* Directions for this task: Rewrite everything from "Geely's involvement in" down to "Manganese Bronze Holdings." in the LEVC article, changing "joint venture" to "partnership".

-- start of Page --

London EV Company Limited (LEVC, formerly The London Taxi Corporation Limited trading as The London Taxi Company) is a British automotive electric vehicle manufacturer with its headquarters at Ansty near Coventry, England, and a wholly-owned subsidiary of Chinese automaker Geely. The company is responsible for the electrical conversion of London’s famous black taxicabs.

History

Geely's involvement in British taxicab production began in 2006 when it partnered with LEVC's predecessor The London Taxi Company, and its parent Manganese Bronze Holdings, in the creation of a China-based taxicab manufacturing joint venture. In 2008, Geely considered the possibility of converting London's black cabs into electric-powered vehicles. In 2009 Geely bought shares in Manganese Bronze Holdings.

In 2012 Manganese Bronze Holdings entered administration due to lack of funding. In 2013 Geely rescued part of the business and created its own taxicab production company as The London Taxi Corporation Limited.

The joint venture, Shanghai LTI Automobile Components Co Ltd, makes the TX4, a licensed London Black Cab, in Fengjing, Shanghai, and exports semi-complete knock-down kits for assembly in the UK.

-- end of Page --
-- start of Records provided --

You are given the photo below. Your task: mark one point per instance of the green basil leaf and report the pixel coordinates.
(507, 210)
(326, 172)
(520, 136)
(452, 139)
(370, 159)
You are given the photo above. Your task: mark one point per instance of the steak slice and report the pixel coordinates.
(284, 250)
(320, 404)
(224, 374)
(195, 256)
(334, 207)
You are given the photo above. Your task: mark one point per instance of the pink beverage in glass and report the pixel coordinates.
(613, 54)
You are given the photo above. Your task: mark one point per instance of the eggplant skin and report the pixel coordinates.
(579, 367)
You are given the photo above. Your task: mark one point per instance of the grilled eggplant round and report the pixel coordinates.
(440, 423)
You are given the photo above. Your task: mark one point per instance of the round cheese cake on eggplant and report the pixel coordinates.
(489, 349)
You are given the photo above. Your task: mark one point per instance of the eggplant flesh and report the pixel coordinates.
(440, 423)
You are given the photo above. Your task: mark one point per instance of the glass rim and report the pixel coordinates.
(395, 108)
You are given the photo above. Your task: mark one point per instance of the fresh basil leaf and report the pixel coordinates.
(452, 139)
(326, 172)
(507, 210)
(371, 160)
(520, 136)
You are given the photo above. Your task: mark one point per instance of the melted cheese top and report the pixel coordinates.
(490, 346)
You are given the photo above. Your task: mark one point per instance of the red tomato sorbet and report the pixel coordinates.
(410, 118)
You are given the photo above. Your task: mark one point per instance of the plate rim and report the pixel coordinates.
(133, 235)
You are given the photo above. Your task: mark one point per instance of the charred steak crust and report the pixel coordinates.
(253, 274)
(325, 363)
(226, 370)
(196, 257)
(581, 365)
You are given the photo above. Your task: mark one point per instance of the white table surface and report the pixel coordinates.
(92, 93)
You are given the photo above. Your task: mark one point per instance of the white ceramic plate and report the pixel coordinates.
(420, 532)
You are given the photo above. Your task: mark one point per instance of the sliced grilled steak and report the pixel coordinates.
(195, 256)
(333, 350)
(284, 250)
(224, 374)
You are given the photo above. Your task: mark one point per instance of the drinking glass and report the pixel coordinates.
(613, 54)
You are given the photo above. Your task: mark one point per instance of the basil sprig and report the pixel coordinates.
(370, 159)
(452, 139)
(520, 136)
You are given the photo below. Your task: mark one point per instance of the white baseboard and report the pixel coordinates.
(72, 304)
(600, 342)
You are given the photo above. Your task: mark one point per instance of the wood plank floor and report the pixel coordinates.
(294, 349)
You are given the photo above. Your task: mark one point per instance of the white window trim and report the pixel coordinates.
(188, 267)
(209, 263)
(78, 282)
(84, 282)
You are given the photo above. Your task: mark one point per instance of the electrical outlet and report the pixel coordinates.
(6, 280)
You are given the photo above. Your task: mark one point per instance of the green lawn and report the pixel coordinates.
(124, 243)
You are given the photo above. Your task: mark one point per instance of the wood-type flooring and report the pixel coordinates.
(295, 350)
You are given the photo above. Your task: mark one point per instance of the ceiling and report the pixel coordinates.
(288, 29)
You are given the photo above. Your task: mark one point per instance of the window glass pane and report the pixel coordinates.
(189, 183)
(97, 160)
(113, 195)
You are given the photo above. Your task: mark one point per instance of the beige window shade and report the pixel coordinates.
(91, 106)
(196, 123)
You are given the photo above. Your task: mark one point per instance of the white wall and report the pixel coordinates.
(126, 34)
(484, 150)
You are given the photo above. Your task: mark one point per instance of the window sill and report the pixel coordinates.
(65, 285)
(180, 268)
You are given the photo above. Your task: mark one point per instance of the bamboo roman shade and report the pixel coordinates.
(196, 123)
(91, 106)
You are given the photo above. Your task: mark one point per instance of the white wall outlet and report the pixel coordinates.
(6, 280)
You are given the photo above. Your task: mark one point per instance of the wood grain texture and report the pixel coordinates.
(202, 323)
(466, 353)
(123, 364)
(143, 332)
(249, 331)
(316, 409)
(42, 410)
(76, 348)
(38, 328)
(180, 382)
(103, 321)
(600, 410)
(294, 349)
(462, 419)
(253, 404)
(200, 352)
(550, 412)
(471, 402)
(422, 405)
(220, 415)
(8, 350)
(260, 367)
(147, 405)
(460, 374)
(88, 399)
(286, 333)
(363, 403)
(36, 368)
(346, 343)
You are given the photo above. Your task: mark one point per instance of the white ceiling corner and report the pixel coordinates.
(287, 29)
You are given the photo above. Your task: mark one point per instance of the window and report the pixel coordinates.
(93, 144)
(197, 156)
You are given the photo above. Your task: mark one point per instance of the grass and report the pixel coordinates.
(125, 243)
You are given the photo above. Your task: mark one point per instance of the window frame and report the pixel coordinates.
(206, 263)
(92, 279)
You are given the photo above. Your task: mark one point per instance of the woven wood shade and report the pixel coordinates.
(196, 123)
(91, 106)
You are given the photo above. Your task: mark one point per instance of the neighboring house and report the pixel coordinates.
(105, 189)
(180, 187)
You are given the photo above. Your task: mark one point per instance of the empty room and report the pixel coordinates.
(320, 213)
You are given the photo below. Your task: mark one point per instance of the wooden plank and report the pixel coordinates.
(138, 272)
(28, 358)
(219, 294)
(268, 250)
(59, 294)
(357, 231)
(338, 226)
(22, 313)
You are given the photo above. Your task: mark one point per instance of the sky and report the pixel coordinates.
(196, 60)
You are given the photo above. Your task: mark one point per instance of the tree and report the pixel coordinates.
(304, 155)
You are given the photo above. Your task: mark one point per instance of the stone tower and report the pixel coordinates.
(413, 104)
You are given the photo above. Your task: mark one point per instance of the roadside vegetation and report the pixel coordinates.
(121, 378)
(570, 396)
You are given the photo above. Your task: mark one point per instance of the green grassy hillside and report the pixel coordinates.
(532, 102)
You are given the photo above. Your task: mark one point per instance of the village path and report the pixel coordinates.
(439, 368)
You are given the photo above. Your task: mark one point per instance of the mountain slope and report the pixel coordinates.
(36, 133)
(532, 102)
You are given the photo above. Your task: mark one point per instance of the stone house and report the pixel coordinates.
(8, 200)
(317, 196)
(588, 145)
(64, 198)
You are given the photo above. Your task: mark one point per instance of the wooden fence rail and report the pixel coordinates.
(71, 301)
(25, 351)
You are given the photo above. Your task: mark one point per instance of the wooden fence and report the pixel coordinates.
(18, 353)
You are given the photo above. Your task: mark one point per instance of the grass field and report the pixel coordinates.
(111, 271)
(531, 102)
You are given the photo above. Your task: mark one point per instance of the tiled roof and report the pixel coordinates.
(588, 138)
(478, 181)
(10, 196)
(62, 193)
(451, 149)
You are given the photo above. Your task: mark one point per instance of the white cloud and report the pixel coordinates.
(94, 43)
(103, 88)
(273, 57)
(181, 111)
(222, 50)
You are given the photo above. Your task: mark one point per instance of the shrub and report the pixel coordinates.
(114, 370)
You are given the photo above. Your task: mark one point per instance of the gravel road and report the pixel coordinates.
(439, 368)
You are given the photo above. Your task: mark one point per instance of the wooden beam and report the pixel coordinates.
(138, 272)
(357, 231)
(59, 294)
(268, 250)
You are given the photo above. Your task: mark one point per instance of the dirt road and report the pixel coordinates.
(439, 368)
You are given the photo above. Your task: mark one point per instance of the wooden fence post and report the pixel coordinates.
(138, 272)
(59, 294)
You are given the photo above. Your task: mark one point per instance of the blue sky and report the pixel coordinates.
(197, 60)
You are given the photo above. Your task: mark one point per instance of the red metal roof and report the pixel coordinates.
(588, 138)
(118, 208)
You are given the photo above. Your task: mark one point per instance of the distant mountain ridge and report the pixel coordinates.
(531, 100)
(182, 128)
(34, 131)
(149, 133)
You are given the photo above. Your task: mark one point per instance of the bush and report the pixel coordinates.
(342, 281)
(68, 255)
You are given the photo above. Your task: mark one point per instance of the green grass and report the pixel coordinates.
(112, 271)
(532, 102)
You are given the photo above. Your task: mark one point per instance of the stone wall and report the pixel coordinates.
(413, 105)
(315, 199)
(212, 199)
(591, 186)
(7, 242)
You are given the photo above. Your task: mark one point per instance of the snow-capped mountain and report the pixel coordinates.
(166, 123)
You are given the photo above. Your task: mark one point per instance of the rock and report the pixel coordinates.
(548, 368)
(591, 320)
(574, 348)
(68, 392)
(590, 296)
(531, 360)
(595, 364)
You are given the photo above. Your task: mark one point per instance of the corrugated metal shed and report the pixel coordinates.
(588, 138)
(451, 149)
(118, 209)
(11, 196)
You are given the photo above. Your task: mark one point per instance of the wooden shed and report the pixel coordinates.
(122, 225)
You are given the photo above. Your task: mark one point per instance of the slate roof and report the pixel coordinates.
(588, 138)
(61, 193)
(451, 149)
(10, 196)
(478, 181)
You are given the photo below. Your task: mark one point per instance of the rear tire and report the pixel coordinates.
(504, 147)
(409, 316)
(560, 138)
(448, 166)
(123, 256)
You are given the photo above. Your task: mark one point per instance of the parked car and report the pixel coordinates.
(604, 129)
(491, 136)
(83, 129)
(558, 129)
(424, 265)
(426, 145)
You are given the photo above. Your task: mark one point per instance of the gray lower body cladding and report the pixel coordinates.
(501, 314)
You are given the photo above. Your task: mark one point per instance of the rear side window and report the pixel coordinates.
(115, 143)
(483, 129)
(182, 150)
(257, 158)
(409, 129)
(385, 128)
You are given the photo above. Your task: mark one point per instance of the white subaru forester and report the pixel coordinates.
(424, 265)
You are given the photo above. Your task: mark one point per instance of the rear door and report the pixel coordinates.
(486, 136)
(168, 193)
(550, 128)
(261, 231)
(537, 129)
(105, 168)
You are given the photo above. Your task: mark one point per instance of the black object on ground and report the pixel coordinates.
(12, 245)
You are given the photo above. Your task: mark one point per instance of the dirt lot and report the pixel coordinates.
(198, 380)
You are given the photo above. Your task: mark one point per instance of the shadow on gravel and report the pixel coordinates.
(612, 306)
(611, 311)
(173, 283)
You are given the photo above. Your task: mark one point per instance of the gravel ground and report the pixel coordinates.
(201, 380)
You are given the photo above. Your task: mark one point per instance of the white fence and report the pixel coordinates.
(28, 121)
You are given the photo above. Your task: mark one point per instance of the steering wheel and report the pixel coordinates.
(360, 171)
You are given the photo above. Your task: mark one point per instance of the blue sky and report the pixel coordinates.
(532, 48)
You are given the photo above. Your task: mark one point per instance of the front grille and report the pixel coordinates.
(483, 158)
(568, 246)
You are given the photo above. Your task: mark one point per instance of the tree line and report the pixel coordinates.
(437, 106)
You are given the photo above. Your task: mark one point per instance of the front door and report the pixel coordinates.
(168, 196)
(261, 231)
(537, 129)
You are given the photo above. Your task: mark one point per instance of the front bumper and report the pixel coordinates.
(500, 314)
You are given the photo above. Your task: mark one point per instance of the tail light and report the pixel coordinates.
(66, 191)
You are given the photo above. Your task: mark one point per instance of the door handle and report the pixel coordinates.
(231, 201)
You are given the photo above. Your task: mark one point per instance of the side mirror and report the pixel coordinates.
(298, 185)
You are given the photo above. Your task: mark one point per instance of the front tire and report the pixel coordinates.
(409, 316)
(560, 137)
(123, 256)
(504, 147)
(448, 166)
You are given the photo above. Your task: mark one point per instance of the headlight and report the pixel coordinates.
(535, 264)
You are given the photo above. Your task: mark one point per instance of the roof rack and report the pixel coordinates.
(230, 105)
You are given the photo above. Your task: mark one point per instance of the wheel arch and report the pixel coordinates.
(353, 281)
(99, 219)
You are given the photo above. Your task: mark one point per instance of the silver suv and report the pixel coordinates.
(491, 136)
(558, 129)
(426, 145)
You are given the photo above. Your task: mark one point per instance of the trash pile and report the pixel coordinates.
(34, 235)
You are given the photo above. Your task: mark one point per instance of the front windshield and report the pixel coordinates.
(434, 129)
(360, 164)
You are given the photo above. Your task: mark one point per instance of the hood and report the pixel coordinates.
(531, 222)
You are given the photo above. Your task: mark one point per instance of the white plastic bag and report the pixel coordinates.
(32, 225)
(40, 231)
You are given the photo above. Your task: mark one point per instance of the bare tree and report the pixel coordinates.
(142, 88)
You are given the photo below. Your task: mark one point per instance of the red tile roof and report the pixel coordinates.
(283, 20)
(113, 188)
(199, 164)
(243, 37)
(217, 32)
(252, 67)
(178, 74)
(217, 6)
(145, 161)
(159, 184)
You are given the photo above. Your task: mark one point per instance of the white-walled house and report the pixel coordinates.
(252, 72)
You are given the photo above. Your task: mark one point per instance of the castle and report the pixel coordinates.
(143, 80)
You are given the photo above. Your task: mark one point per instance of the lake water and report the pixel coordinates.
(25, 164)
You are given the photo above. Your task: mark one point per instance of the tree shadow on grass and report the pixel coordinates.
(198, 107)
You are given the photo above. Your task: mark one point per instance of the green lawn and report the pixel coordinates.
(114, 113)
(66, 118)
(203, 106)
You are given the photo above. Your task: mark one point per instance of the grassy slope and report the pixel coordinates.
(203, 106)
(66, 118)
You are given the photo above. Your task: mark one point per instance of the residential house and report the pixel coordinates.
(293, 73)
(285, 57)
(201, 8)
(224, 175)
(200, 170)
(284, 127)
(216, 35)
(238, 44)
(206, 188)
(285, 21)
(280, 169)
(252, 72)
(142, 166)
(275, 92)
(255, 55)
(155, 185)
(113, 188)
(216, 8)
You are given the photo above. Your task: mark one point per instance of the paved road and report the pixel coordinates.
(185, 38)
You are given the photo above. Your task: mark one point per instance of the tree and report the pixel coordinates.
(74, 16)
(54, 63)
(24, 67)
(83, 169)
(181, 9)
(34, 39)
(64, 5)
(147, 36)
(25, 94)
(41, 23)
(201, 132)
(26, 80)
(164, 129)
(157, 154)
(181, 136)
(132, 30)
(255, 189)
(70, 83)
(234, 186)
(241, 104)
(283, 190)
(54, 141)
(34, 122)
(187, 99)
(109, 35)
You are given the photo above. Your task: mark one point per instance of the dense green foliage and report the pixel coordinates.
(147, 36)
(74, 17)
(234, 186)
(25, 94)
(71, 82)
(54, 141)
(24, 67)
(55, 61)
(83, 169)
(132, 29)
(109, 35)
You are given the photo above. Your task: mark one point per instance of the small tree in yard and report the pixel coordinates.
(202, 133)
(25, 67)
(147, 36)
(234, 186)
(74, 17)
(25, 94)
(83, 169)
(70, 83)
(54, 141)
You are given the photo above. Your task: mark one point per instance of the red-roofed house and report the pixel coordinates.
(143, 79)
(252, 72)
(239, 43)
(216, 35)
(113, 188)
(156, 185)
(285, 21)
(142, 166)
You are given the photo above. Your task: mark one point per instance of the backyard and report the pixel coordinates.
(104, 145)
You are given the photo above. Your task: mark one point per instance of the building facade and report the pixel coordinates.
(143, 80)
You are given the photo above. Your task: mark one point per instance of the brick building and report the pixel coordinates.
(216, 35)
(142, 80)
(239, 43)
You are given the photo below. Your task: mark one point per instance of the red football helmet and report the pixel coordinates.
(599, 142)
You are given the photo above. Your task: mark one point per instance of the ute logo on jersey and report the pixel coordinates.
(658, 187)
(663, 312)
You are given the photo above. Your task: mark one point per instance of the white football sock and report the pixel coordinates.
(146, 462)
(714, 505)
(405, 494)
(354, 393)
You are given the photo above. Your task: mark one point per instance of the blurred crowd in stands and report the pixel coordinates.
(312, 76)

-- end of Records provided --

* Solution for this task:
Geely's involvement in British taxicab production began in 2006 when it partnered with LEVC's predecessor The London Taxi Company, and its parent Manganese Bronze Holdings, in the creation of a China-based taxicab manufacturing partnership. In 2008, Geely considered the possibility of converting London's black cabs into electric-powered vehicles. In 2009 Geely bought shares in Manganese Bronze Holdings.